Written problem A ::
According to the passage on California new vehicle sales, what was the average California price for regular gas in Q3 2018?

The latest new vehicle sales data from California New Car Dealers Association indicates that while still projected to be at the fourth highest level during the past 11 years, new vehicle sales in California are now expected to be just shy of 2 million for the year.  Q3 deliveries for battery electric plug-ins (BEVs) continued to be up primarily as a result of Tesla fulfilling reservations for Model 3 made in prior quarters beginning in 2017.  Total PEV sales (plug-in hybrids and BEVs) were up due to this factor and the continued shift from standard hybrid to PEV sales.  Key findings from the data:

Light Trucks at 55% of Sales

    • Light truck market share was 55.5%, up from 51.3% in Q2 2017, as consumers continue to show a preference for this type of vehicle.
    • Consumer shifts to light trucks for the US outside California was even more pronounced, accounting for 71.3% of new light vehicle sales in this quarter. The potential for California’s ZEV policies to be replicated beyond its borders remains low as the market segment targeted by most PEV models—cars—continues to contract as a result of consumer preferences.  This trend is evident in GM’s recent announcement on the likely closing of three plants producing sedans (including the Volt PHEV) in order to move the company’s focus more to the light trucks/SUVs/crossovers consumers are buying as well as electric vehicles—which produce the credits needed to stay in compliance with both CAFE and ZEV regulations while enabling continued sales of the more profitable light truck models.  This action follows on similar but earlier moves by Ford and Fiat Chrysler.
    • The trend towards light trucks continues in spite of higher fuel prices. The average California price for regular gas in Q3 2018 was $3.64 a gallon, 19.5% higher than the prior year’s $3.05.

PEV Sales Up in 3rd Quarter

2018:Q3 2017:Q3
number mkt share number mkt share
BEV 28,371 5.7% 12,796 2.5%
PHEV 15,915 3.2% 10,540 2.0%
   PEV 44,286 8.9% 23,336 4.5%
HEV 22.178 4.4% 23,611 4.6%
   Total 66,464 13.3% 46,947 9.1%

Source:  Derived from California New Car Dealers Association

  • BEV sales saw a substantial increase (from 2.5% to 5.7% share of total sales), but primarily as a result of Tesla’s escalating delivery of vehicles from sales essentially made in prior quarters beginning in summer 2017. Tesla sales volume in this quarter was 22,758 (all models), or 80% of all BEVs sold in the state.  While the BEV component is likely to continue rising in the next few quarters as Tesla continues to ramp up production to deliver on its backlog of order deposits, the longer term market penetration of BEVs will not become clear until sales conditions work through this current extraneous factor affecting the data.  Tesla stopped taking reservations in July 2018 and has since moved to a direct order system, a change that will bring the data closer to its actual trend in the coming quarters.
  • PHEV sales continued to rise, but only 11% above the prior three-quarter average, offset partially by a dip in HEVs compared to the year prior.

Material to process ::
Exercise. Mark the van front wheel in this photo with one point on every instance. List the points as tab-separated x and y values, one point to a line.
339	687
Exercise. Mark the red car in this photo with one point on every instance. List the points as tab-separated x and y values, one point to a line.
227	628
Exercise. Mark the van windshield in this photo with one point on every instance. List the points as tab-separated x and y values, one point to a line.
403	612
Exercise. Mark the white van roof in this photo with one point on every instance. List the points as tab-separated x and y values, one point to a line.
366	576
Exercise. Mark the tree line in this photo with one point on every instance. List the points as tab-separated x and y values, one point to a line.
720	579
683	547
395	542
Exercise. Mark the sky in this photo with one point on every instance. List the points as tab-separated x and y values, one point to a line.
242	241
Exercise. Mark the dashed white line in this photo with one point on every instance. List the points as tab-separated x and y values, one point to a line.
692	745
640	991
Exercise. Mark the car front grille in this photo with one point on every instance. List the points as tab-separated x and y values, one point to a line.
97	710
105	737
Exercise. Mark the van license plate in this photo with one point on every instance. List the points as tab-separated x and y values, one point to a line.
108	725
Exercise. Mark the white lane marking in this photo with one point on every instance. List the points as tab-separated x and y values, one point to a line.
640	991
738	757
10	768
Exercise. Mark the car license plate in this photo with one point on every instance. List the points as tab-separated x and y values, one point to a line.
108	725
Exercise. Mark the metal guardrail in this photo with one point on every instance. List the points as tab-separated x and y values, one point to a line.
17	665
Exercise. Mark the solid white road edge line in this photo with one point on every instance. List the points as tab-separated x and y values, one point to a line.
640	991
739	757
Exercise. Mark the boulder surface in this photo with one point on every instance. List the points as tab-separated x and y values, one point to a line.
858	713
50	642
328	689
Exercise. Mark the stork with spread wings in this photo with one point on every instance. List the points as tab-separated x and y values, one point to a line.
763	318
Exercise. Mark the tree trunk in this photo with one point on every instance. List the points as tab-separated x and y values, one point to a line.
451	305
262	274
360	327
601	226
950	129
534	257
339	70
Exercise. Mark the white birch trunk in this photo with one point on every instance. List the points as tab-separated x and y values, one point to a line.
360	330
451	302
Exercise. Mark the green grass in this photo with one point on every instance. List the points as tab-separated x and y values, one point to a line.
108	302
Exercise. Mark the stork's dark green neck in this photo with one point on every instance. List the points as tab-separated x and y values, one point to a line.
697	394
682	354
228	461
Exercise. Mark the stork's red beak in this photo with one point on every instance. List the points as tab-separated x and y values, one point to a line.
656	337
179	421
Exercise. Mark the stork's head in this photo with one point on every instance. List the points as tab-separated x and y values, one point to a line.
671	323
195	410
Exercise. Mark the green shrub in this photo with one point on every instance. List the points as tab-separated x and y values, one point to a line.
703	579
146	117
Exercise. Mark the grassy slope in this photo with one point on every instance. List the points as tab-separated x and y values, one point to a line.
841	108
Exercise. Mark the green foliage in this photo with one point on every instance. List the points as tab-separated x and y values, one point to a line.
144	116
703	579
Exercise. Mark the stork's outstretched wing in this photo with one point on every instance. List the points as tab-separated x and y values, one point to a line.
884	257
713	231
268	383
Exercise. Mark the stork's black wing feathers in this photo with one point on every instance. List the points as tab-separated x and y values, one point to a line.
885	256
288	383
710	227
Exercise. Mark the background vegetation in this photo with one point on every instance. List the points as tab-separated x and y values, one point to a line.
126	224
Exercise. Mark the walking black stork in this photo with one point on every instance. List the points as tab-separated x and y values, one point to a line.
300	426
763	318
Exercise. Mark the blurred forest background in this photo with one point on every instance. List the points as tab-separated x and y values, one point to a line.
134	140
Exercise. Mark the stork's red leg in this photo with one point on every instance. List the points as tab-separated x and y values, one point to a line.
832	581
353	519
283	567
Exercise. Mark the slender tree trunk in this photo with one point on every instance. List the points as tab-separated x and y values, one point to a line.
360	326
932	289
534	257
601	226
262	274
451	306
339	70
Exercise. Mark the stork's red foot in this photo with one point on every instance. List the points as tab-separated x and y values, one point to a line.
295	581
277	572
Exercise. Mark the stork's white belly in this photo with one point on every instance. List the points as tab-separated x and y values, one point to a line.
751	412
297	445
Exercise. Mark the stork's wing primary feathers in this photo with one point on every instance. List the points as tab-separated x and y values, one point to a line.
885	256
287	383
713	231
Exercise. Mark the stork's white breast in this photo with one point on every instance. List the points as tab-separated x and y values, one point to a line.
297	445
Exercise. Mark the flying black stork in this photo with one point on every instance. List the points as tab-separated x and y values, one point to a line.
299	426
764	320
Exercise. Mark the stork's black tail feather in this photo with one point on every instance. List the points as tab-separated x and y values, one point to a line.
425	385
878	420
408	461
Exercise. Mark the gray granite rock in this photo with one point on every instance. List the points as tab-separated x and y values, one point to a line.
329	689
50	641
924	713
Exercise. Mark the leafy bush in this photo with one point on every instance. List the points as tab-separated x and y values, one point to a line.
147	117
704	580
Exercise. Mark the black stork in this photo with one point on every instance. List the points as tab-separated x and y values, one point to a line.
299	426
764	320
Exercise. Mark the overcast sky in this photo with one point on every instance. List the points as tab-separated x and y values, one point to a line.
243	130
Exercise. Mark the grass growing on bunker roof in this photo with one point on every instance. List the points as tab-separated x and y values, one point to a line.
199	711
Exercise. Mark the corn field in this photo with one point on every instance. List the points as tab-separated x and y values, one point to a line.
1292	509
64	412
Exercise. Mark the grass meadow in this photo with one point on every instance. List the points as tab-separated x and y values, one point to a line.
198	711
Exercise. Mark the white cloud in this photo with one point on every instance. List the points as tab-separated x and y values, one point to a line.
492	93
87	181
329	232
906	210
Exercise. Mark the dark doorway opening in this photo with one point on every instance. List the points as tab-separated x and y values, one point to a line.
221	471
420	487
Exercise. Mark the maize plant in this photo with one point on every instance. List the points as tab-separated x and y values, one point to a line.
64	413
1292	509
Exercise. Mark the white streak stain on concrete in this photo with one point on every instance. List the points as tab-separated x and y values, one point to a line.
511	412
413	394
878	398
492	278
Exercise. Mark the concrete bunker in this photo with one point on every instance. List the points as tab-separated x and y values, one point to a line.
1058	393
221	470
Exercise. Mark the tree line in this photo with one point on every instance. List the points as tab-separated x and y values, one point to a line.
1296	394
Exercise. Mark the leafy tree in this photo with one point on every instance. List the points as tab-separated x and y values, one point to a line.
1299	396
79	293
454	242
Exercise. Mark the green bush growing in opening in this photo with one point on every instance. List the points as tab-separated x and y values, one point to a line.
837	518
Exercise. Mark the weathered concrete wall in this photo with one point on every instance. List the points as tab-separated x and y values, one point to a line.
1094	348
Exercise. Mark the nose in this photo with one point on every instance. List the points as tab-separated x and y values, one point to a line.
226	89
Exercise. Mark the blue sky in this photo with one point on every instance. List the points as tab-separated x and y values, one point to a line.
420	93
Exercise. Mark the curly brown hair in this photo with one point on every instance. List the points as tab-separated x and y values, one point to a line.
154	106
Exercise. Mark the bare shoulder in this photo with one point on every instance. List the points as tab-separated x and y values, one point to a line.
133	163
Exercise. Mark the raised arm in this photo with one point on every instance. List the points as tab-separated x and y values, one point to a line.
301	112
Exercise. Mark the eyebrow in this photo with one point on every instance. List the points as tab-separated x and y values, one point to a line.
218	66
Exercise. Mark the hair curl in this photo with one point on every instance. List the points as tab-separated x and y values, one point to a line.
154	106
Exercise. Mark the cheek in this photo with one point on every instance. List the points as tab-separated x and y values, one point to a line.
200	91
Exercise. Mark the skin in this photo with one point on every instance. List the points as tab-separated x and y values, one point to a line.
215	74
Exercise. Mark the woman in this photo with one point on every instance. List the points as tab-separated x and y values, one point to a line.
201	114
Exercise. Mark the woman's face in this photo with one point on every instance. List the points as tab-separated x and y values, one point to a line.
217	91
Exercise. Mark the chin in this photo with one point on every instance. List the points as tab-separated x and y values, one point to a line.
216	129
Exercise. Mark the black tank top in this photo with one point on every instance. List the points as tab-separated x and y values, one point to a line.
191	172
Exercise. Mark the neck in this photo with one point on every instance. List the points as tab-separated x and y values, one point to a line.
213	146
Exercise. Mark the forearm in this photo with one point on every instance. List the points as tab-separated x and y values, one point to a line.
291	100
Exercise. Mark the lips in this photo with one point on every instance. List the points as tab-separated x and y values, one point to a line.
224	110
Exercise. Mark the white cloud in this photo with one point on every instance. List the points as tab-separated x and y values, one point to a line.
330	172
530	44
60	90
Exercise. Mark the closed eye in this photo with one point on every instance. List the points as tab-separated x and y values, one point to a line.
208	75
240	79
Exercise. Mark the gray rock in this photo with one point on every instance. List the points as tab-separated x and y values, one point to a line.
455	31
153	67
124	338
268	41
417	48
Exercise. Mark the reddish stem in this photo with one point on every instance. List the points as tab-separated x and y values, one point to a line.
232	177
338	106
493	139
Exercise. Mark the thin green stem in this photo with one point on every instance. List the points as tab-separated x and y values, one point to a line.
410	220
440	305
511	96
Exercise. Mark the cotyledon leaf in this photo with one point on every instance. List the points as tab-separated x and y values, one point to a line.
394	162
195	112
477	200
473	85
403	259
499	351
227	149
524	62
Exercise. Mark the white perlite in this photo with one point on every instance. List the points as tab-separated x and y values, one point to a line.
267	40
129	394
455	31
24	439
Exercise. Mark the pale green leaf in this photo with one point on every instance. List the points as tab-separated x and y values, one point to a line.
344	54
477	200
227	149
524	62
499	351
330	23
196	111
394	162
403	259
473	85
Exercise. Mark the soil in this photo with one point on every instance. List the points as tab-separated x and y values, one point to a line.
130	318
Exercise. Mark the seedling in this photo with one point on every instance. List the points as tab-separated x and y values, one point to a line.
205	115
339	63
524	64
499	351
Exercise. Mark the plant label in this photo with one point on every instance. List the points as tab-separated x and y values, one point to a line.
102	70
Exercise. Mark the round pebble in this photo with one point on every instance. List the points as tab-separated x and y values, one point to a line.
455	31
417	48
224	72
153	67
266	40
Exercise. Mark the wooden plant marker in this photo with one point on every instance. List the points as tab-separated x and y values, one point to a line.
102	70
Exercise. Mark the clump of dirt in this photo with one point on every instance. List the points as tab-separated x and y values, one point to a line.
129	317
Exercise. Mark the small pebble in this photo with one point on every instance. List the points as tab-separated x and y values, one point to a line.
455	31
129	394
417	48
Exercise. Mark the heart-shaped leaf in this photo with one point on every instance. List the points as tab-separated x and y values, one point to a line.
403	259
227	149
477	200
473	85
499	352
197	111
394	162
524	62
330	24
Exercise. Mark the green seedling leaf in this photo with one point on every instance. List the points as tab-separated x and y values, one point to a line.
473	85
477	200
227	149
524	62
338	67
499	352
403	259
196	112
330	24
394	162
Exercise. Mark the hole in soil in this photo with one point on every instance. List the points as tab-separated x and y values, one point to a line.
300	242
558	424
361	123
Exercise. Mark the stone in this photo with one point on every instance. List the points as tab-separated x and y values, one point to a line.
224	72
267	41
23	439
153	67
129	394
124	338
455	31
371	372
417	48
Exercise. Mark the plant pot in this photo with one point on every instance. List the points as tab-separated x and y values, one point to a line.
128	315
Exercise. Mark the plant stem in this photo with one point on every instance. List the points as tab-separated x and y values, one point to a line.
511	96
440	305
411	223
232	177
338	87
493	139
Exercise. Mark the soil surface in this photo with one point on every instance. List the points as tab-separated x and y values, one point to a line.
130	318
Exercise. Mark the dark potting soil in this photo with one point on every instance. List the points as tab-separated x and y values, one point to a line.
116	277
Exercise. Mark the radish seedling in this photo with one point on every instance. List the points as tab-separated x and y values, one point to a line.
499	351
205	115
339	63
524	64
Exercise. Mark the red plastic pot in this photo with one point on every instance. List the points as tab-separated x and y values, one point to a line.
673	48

Written problem B ::
Print the lines of the records from the line containing "Exercise. Mark the plant stem" through the end of the records, both ends included.

Task answer A ::
$3.64 a gallon.

Task answer B ::
Exercise. Mark the plant stem in this photo with one point on every instance. List the points as tab-separated x and y values, one point to a line.
511	96
440	305
411	223
232	177
338	87
493	139
Exercise. Mark the soil surface in this photo with one point on every instance. List the points as tab-separated x and y values, one point to a line.
130	318
Exercise. Mark the dark potting soil in this photo with one point on every instance. List the points as tab-separated x and y values, one point to a line.
116	277
Exercise. Mark the radish seedling in this photo with one point on every instance. List the points as tab-separated x and y values, one point to a line.
499	351
205	115
339	63
524	64
Exercise. Mark the red plastic pot in this photo with one point on every instance. List the points as tab-separated x and y values, one point to a line.
673	48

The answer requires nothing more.